THE EXERCISE:
Swap "Place a marker" for "Put a dot" everywhere in the items below and reproduce them with everything else unchanged. Leave the pictures out.

MATERIAL PROVIDED:

_ _ _

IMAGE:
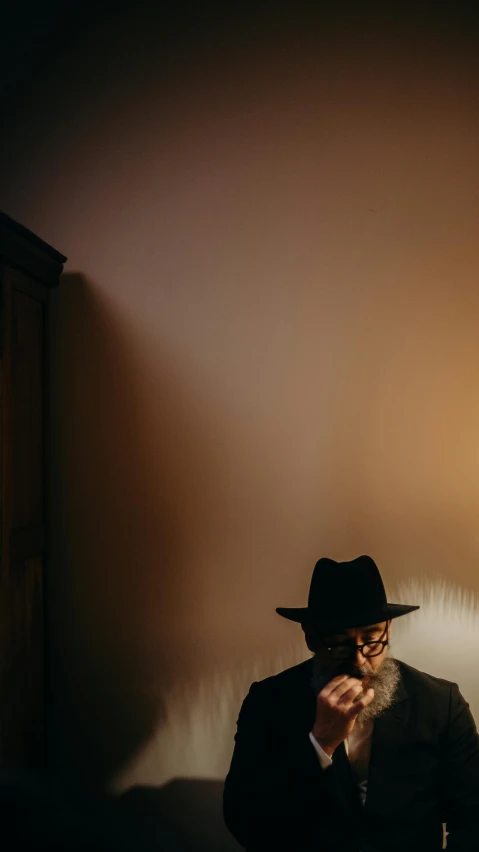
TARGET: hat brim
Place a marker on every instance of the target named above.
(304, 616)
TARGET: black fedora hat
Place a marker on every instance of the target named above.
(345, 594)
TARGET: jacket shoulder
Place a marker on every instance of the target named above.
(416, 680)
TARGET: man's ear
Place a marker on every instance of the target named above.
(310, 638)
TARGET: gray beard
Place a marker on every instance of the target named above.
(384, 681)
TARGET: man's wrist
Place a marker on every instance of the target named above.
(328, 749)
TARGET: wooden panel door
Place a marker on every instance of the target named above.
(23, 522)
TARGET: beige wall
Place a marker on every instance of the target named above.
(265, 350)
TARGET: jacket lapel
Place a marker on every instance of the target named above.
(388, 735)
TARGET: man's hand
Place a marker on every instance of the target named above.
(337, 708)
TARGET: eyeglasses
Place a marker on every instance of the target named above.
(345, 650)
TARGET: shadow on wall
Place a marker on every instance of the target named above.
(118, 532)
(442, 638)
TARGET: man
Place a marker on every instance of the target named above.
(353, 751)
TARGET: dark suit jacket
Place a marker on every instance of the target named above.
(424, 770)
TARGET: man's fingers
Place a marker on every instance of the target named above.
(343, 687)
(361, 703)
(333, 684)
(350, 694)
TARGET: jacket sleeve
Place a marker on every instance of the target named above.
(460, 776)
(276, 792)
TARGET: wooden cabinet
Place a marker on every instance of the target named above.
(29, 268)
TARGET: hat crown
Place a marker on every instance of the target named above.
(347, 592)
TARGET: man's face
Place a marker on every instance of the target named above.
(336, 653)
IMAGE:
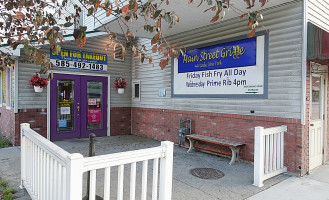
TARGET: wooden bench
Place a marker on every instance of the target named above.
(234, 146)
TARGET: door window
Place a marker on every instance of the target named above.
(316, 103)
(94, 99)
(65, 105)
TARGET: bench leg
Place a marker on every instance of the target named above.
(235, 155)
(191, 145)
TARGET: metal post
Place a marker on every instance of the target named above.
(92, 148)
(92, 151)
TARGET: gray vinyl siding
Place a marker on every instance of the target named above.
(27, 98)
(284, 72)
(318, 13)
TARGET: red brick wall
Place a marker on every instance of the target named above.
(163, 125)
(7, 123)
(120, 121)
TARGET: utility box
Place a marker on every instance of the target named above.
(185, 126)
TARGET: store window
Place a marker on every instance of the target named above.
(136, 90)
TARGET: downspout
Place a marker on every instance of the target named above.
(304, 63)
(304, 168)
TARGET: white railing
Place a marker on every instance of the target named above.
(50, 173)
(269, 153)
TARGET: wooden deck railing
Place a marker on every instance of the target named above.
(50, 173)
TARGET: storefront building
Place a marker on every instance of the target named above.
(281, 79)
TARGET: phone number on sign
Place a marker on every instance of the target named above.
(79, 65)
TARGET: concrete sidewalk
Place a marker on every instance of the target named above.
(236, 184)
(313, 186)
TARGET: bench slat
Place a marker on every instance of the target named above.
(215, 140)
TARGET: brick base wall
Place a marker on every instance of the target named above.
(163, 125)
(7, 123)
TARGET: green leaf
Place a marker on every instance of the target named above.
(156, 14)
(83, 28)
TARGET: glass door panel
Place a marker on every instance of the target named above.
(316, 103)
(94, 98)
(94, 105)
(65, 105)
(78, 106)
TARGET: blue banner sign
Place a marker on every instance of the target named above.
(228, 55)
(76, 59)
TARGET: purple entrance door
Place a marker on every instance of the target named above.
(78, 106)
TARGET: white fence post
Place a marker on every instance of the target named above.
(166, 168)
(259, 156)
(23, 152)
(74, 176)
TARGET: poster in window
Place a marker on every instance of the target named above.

_ _ _

RESULT OF THE EXERCISE:
IMAGE:
TARGET: hat brim
Put a dot on every instance of the target named above.
(304, 616)
TARGET: black fedora hat
Put a dot on every instance of the target named above.
(345, 594)
TARGET: jacket shoulder
Put a dot on every instance of the target named above.
(416, 680)
TARGET: man's ear
Put a dot on every instance of the target named above.
(310, 638)
TARGET: gray beard
Put a dot on every instance of the target named above.
(384, 681)
TARGET: man's wrist
Put a dot on every instance of the target named above.
(328, 749)
TARGET: wooden panel door
Put a dot on every instance of the target named above.
(23, 522)
TARGET: beige wall
Put a dot on every instance of the target named above.
(265, 350)
TARGET: jacket lapel
Put a dot on every instance of the target named above.
(388, 735)
TARGET: man's hand
Put a dot on every instance of the target named above.
(337, 708)
TARGET: eyeglasses
Put a dot on every instance of the target named above.
(345, 650)
TARGET: shadow on wall
Put a dot on every instance of the target named above.
(118, 532)
(442, 638)
TARGET: man
Put a dot on every instance of the target named above.
(353, 751)
TARGET: dark suit jacket
Put a dot on every instance of the target named above.
(424, 770)
TARGET: man's fingers
Put a dot on every instance of the target named above.
(343, 687)
(361, 703)
(333, 684)
(350, 694)
TARGET: jacket sleeve
Put a dot on every instance of the target named above.
(460, 776)
(276, 792)
TARGET: wooden cabinet
Put a dot on every instance of the target named above.
(29, 268)
TARGET: hat crown
Put a dot on every instance of the target named above.
(347, 592)
TARGET: man's face
Put a dot on every instance of the target named above.
(336, 653)
IMAGE:
TARGET: wooden bench
Put a dot on every instance of the target named above.
(234, 146)
TARGET: door window
Put a dot on every instance of the target named above.
(316, 103)
(94, 99)
(65, 105)
TARGET: bench leg
Put a dot on every instance of the target named above.
(235, 155)
(191, 145)
TARGET: metal post
Put a dot on every instance of the target named above.
(92, 148)
(92, 151)
TARGET: gray vinyl siding
Put a dot on every instance of the target named above.
(27, 98)
(284, 72)
(318, 13)
TARGET: red brick wall
Put a dot on every instance of the target named above.
(163, 125)
(7, 123)
(120, 121)
TARGET: utility box
Put a dot on every instance of the target named above.
(185, 126)
TARGET: store window
Put a dot on every instance of the target named above.
(136, 90)
TARGET: downspout
Put a dot on every instance of the target named above.
(304, 63)
(304, 168)
TARGET: white railing
Put a dot on every instance of the target named above.
(50, 173)
(269, 153)
TARGET: wooden deck railing
Put a dot on every instance of the target named above.
(50, 173)
TARGET: storefront building
Put a dot on every instance of the target named above.
(281, 79)
TARGET: phone number on sign
Put a dot on every instance of the target named above.
(79, 65)
TARGET: concrete sidewalk
Put a dot on every instance of the target named above.
(236, 184)
(313, 186)
TARGET: bench slat
Put a dot on every instance of the target named above.
(215, 140)
TARGET: brick base wall
Put a dot on every instance of the target named above.
(163, 125)
(7, 123)
TARGET: green leaf
Put a dot on every instance of the target named above.
(156, 14)
(83, 28)
TARGET: glass door panel
Put a dot on every instance of the target named above.
(316, 103)
(94, 98)
(94, 105)
(65, 105)
(78, 106)
TARGET: blue banner sign
Put a dot on every instance of the target named above.
(228, 55)
(76, 59)
TARGET: purple entrance door
Put a dot on every instance of the target named above.
(78, 106)
TARGET: white fence post
Put a dot on every instance of the target named above.
(166, 168)
(259, 156)
(23, 152)
(74, 176)
TARGET: poster in window
Put a dot on every instance of the target named above.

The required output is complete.